# Your goal
Please retype, character for character, the lines between the one holding "job: gloved hand" and the one holding "Trace the outline of every instance of the gloved", inclusive.

# Input records
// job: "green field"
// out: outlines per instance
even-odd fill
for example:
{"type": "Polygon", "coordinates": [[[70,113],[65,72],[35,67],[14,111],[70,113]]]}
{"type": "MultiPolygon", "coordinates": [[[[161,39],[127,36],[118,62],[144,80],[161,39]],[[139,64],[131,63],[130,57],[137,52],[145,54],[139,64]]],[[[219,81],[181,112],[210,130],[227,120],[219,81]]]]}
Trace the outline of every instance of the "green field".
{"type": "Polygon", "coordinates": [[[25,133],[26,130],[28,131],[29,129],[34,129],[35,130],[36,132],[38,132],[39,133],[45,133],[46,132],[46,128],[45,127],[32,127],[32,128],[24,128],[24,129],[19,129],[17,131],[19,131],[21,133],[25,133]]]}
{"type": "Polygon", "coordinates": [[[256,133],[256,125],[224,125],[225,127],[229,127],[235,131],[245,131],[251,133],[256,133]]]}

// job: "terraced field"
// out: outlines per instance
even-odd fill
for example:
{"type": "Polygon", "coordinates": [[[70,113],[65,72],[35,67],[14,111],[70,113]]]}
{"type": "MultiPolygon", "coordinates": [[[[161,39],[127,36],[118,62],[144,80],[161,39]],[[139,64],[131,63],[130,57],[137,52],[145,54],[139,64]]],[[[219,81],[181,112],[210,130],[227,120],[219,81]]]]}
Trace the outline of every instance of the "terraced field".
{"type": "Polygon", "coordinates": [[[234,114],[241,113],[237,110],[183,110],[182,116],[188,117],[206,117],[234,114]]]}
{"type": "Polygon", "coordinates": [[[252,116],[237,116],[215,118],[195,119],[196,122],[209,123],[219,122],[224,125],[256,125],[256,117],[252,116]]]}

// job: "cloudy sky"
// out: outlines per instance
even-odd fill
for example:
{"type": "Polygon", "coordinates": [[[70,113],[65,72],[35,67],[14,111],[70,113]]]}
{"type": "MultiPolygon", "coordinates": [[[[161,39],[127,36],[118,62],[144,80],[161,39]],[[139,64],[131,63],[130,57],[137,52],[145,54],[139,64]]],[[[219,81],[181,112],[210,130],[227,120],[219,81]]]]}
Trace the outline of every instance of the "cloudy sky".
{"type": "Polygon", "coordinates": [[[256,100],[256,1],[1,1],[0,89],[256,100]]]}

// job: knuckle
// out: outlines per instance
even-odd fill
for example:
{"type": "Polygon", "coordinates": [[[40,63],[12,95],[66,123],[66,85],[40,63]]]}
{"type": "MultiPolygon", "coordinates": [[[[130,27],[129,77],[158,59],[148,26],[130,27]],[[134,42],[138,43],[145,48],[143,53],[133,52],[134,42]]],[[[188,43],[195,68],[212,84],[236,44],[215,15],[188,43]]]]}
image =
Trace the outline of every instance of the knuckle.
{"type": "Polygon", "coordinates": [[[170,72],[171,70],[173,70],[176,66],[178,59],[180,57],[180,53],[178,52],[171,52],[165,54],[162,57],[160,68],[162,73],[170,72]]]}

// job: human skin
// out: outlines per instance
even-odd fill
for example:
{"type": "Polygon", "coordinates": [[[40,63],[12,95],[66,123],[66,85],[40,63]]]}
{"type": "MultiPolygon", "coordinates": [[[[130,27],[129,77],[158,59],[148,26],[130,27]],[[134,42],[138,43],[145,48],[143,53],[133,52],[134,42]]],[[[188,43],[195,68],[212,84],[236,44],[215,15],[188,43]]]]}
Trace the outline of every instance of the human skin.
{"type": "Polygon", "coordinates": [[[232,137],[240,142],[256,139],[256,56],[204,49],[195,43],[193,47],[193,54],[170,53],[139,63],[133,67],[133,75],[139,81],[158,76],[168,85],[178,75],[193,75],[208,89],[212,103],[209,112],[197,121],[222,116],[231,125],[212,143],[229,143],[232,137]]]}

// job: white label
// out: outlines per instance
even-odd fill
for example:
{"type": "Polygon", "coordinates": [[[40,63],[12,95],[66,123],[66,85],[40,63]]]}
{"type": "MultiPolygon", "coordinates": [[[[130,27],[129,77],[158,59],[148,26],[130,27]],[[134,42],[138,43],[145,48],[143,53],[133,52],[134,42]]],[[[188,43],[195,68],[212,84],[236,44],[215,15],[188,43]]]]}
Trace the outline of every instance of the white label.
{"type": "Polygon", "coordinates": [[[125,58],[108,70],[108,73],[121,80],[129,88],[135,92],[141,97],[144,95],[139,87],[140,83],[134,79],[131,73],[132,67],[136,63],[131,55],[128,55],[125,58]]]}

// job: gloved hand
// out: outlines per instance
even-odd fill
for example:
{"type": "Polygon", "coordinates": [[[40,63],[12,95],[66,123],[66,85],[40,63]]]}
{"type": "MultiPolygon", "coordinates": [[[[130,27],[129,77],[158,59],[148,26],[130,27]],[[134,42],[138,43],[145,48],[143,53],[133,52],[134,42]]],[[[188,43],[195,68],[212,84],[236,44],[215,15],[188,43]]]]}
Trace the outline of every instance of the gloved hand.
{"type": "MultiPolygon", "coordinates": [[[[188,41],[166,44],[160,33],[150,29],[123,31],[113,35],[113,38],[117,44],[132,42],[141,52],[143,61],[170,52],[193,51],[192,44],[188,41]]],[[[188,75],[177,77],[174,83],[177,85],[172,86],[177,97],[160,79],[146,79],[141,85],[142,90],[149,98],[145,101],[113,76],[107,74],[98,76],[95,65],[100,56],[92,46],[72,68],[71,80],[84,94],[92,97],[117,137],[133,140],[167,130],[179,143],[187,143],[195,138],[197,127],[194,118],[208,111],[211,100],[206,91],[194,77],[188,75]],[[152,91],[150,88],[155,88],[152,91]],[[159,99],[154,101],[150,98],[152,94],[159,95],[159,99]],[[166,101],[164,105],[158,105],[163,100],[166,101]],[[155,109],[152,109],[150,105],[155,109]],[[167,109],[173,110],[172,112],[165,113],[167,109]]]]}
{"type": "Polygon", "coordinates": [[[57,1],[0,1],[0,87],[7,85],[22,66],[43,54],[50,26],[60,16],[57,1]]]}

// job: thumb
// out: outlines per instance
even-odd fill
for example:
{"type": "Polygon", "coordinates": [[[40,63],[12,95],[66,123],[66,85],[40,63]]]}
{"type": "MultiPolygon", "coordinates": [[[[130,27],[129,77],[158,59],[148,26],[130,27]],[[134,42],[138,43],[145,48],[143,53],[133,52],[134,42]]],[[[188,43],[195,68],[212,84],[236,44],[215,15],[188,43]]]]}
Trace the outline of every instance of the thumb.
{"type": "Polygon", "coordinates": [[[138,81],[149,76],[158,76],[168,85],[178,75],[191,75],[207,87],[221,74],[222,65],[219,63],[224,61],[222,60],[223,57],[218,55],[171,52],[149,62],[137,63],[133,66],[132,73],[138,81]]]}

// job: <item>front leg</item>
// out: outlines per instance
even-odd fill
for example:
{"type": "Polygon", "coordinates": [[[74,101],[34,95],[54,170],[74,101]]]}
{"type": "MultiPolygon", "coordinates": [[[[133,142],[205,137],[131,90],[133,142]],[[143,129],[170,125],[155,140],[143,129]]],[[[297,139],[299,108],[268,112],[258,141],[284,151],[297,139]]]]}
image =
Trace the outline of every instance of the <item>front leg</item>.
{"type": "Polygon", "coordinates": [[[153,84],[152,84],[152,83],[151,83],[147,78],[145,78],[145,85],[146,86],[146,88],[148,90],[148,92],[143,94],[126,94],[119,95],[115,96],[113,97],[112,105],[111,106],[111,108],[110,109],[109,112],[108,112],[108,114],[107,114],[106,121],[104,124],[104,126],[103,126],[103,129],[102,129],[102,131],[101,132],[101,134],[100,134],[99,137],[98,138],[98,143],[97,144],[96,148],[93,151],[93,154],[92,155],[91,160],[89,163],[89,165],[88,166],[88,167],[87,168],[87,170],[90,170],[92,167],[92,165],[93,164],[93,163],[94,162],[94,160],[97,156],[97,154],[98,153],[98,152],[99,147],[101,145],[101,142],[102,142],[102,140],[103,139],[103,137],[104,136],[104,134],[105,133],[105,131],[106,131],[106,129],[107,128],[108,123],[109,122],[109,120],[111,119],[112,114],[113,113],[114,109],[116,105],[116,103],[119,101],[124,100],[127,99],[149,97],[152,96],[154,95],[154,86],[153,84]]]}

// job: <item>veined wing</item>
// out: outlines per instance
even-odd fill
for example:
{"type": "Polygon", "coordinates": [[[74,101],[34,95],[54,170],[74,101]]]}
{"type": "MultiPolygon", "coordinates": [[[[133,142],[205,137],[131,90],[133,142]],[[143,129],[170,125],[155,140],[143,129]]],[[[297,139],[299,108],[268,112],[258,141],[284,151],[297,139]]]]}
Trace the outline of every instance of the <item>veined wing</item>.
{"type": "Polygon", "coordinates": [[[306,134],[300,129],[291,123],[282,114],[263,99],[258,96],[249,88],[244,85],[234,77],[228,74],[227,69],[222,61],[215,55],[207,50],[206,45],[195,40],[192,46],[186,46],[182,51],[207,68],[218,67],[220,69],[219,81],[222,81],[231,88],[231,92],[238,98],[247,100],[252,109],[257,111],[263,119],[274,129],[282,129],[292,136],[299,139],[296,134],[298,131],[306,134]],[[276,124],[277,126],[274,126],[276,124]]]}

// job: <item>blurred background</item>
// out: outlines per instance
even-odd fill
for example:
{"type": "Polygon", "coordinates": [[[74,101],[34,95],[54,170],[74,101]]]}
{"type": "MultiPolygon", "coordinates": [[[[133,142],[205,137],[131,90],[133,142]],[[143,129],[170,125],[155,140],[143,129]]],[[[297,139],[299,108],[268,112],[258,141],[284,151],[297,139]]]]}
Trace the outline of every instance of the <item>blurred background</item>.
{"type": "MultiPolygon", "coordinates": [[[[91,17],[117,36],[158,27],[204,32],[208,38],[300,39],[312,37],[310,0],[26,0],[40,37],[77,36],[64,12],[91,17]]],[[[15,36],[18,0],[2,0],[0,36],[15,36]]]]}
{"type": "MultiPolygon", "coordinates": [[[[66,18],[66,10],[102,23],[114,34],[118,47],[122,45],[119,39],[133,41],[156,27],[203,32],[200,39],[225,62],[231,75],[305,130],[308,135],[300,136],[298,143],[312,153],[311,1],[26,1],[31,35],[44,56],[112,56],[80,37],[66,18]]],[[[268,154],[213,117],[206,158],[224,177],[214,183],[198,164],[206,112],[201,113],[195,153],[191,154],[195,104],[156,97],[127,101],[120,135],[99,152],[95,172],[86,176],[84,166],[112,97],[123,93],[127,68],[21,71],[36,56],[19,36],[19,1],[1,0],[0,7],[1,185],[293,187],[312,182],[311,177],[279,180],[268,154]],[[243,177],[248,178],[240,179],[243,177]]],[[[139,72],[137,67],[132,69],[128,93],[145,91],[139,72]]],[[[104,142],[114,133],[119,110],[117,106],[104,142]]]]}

# Expected answer
// job: gloved hand
// out: outlines per instance
even-odd fill
for example:
{"type": "Polygon", "coordinates": [[[40,63],[12,95],[66,123],[66,85],[40,63]]]}
{"type": "MultiPolygon", "coordinates": [[[[130,27],[129,77],[158,59],[148,26],[130,27]],[[134,42],[138,43],[145,48],[143,53],[133,52],[134,42]]],[[[188,43],[195,68],[212,84],[236,44],[215,15],[188,43]]]]}
Trace the outline of every instance of the gloved hand.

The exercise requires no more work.